→ **TEXT SHOWN**:
────────────────────────────────────────
Interview with Andro Gorbushkin — Google engineer and altered-state practitioner: how to start a new life in the U.S. and how to move to America

Interview with Andro Gorbushkin — Google engineer and altered-state practitioner: how to start a new life in the U.S. and how to move to America

I’m Sergey Konovalov — the author of the channel Life in the USA: Immigration, Business & Technology. In this conversation with Andro Gorbushkin — a Googler, VR/AR specialist, Burner, and musician — we talked about adaptation, fear, career, and personal freedom.

If you’re wondering how to start a new life in the U.S. or how to move to America, this one’s for you.

Burning Man: Extreme Acceptance and Rethinking Freedom

Let’s start with the hurricane at Burning Man — how dangerous was it?

It was a moment of panic: we were holding down the tent while the roof was literally being ripped off. At some point I realized I had to unclip part of it — otherwise, the entire structure would take us with it. When the roof tore away, metal pieces and even parts of cars were flying overhead. After half an hour of that, you act purely on instinct.

What does Burning Man mean to you personally?

For me, it’s an annual community of radical self-expression and total acceptance. The people, the art, the projects — they’re not just hype; they’re the core of modern meaning. One of this year’s installations — a library inspired by Fahrenheit 451 — worked as a metaphor for cultural responsibility: either you take a book and carry the culture forward, or it burns.

Freedom, Taboos, and Coming Back to Yourself

Which taboos fall first there? And what does it mean to “be yourself”?

In the first few days, the shell cracks: people try things they’d normally feel ashamed of. Nudity, sexual experiments — that’s just the surface. But once the “gestalts” close — you’ve danced, hugged, felt enough — the deeper layer begins: you meet yourself. You stop needing to prove anything and start living by your own rules.

Moving to the U.S.: Fears, Reality, and Useful Strategies

What fears did you have when immigrating, and how did you overcome them?
────────────────────────────────────────
→ **EXERCISE DATA**:

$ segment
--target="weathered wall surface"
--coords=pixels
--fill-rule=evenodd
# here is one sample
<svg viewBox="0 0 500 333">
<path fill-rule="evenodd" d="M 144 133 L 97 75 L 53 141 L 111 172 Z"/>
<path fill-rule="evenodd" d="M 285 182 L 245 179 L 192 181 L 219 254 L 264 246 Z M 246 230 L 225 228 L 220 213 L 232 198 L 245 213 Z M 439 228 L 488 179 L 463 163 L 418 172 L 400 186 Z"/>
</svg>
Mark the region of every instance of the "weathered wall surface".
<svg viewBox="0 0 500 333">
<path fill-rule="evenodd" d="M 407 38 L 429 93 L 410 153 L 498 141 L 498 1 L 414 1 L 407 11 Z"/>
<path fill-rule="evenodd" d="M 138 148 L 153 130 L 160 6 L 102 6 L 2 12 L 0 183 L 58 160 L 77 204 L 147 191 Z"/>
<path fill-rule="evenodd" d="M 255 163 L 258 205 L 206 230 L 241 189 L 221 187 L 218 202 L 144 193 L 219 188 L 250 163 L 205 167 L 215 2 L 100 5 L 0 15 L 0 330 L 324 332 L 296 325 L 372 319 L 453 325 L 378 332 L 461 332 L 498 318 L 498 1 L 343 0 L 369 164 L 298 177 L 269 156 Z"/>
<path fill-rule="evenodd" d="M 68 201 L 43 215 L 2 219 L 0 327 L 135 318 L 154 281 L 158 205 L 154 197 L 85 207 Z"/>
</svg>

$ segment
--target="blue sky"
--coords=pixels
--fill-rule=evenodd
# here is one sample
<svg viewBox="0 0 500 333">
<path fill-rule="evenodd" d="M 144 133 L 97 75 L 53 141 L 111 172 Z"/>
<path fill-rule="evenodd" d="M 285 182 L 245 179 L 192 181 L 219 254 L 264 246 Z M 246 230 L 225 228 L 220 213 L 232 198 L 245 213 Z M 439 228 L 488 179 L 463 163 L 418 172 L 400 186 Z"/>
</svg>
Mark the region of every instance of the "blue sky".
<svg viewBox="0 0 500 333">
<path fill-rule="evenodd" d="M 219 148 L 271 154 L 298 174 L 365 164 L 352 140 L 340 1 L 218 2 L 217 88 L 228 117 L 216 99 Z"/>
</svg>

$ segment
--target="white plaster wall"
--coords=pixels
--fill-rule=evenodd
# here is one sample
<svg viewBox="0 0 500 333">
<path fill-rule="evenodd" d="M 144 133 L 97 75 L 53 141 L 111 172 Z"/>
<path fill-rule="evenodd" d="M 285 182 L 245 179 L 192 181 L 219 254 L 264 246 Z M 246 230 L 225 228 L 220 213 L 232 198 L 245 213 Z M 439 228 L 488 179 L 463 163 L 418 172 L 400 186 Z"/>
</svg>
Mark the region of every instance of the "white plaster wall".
────────────────────────────────────────
→ **EXPLORE THE MATERIAL**:
[A] In the interview, why did the speaker unclip part of the tent during the hurricane at Burning Man?
[B] According to the interview, what inspired the library installation at this year's Burning Man?
[C] Rewrite the part of the interview that begins with the words "If you’re wondering" and ends after "dangerous was it?", replacing "Burning Man" with "the Burn" each time it appears.

→ **ANSWERS FOR THE EXERCISE**:
[A] He realized that if he didn't unclip part of it, the entire structure would take them with it.

[B] It was inspired by Fahrenheit 451.

[C]
If you’re wondering how to start a new life in the U.S. or how to move to America, this one’s for you.

the Burn: Extreme Acceptance and Rethinking Freedom

Let’s start with the hurricane at the Burn — how dangerous was it?